LISTE DES TÂCHES >>
1. Répondez à ces questions d'après le texte source :
(a) Depuis quelle année Singapour figure-t-il en tête du classement Pisa ?
(b) Quelle devise le ministère de l'Éducation singapourien a-t-il adoptée en 1997 ?
(c) En quelle année Singapour est-il devenu indépendant ?
2. D'après le texte source, pourquoi faut-il remettre la réflexion au cœur des mathématiques ?
3. Poursuivez le texte sur les mathématiques de Singapour à partir de sa dernière phrase.

Qu’appelle-t-on les « mathématiques de Singapour » ?
Les Singapouriens ont une réponse très intéressante à cette question. Pour eux, il n’existe pas de « mathématiques de Singapour ». C’est le nom que le monde donne à ce qu’ils font, alors qu’eux estiment simplement faire « des mathématiques de qualité ».
D’excellentes mathématiques, certes, qui les classent en tête de tous les classements mondiaux :
TIMSS depuis 1995,
Pisa depuis 2009.
Ces mathématiques placent l’enfant au centre, en tenant compte de sa maturité, de sa curiosité, et surtout du plaisir qu’il a naturellement avec les nombres et les formes, c’est-à-dire l’arithmétique et la géométrie. Elles veillent à le stimuler et ne pas le laisser décrocher.
Le ministère de l’Éducation singapourien a choisi en 1997 une devise que j’aime beaucoup : « Thinking Schools, Learning Nation ». Si nous apprenons à nos enfants à réfléchir, à trouver un sens à ce qu'ils font, ils pourront tout apprendre. Et c’est mon message essentiel : nous devons remettre la réflexion au cœur des mathématiques.
Comment est née la méthode de Singapour ?
Singapour est devenu indépendant en 1965. À partir des années 80, Singapour a créé son propre curriculum en important des pédagogies qui avaient fait leurs preuves ailleurs dans le monde, y compris depuis la France.

ENREGISTREMENTS EXTRAITS >>
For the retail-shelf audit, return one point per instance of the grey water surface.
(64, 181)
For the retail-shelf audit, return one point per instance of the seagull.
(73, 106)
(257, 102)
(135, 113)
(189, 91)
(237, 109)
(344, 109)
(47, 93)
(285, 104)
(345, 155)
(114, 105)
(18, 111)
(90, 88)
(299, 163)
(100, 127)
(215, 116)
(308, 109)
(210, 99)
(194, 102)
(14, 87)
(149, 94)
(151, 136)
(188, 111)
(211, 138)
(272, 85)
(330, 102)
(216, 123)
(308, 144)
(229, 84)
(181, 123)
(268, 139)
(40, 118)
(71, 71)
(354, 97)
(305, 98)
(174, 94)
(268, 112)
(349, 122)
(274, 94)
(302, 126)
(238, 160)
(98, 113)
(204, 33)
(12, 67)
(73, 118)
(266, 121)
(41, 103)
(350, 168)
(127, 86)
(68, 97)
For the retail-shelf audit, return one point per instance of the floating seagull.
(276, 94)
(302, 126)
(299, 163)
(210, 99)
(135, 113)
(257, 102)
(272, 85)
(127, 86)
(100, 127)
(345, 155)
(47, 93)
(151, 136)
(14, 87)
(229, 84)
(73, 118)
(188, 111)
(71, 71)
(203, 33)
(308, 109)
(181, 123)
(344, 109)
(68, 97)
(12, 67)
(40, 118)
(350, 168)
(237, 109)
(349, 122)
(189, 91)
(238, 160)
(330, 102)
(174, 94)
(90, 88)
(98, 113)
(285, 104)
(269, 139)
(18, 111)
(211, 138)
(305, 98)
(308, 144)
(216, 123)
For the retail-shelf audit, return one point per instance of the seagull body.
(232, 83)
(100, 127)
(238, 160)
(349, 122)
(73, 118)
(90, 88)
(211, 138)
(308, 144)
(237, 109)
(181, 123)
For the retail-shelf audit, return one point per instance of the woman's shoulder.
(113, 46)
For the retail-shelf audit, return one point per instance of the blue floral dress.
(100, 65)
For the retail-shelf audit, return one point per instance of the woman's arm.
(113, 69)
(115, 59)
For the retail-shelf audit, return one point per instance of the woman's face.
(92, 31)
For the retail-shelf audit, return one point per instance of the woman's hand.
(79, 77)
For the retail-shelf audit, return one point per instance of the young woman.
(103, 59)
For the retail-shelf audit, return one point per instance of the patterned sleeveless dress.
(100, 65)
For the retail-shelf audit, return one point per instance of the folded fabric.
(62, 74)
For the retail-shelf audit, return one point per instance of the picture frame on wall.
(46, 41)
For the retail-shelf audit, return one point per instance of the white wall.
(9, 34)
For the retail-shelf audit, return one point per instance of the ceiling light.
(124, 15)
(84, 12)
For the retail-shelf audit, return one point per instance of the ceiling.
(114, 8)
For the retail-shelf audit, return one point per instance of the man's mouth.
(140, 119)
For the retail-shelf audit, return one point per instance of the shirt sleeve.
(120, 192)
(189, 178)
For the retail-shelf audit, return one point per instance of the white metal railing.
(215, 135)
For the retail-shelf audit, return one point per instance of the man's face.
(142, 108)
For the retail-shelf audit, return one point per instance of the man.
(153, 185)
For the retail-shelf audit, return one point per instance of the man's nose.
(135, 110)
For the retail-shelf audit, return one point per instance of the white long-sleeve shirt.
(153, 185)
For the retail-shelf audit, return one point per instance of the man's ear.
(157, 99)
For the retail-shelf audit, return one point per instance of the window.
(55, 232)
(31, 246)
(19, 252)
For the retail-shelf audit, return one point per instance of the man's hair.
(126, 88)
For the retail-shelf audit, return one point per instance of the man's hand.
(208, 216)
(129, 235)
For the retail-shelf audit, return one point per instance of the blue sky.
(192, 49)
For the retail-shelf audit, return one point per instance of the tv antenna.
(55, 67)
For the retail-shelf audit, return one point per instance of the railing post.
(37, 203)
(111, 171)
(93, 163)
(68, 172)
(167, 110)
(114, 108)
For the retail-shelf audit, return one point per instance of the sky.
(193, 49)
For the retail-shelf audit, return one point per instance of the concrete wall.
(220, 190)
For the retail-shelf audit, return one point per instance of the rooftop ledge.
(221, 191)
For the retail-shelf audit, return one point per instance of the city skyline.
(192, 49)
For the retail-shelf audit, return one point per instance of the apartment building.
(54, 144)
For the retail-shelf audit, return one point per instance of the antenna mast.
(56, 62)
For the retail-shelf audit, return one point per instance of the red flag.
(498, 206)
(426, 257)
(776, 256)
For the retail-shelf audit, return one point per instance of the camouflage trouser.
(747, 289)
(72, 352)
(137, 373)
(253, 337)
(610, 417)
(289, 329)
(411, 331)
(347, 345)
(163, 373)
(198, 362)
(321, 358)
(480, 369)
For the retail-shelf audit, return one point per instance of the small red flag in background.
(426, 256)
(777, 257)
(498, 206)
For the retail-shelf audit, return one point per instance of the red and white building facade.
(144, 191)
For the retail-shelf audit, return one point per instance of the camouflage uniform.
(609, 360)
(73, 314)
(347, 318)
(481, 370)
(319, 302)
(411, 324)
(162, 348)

RÉPONSES PAR TÂCHE >>
1.
(a) Depuis 2009.
(b) « Thinking Schools, Learning Nation ».
(c) En 1965.

2. Parce que si l'on apprend aux enfants à réfléchir et à trouver un sens à ce qu'ils font, ils pourront tout apprendre.

3.
Ce qui fait vraisemblablement la différence, c’est qu’ils ont parfaitement suivi les consignes, là où finalement elles ne sont pas toujours appliquées à la lettre dans leur pays d’origine.
Ils se sont aussi appuyés sur les retours du terrain, pour, petit à petit, polir leur ouvrage jusqu’à la perfection. Une fois qu’ils ont trouvé une formule ne laissant aucun élève de côté, bon ou moins bon, ils l’ont appliquée systématiquement dans toutes les écoles, pour tous les niveaux.
Quels sont les principes fondamentaux de cette méthode ?
Elle repose d’abord sur l’approche « concrète, imagée, abstraite ». Cette approche s’inspire du travail du psychologue Jerome Bruner, qui a défini trois stades du développement intellectuel : « énactif, iconique, symbolique ». Les Singapouriens ont clarifié la formule en « concret, imagé, abstrait » pour une meilleure compréhension, par le professeur comme par l’élève. En France, nous traduisons maintenant cette formule, dite « CIA », en « manipuler, représenter, abstraire ».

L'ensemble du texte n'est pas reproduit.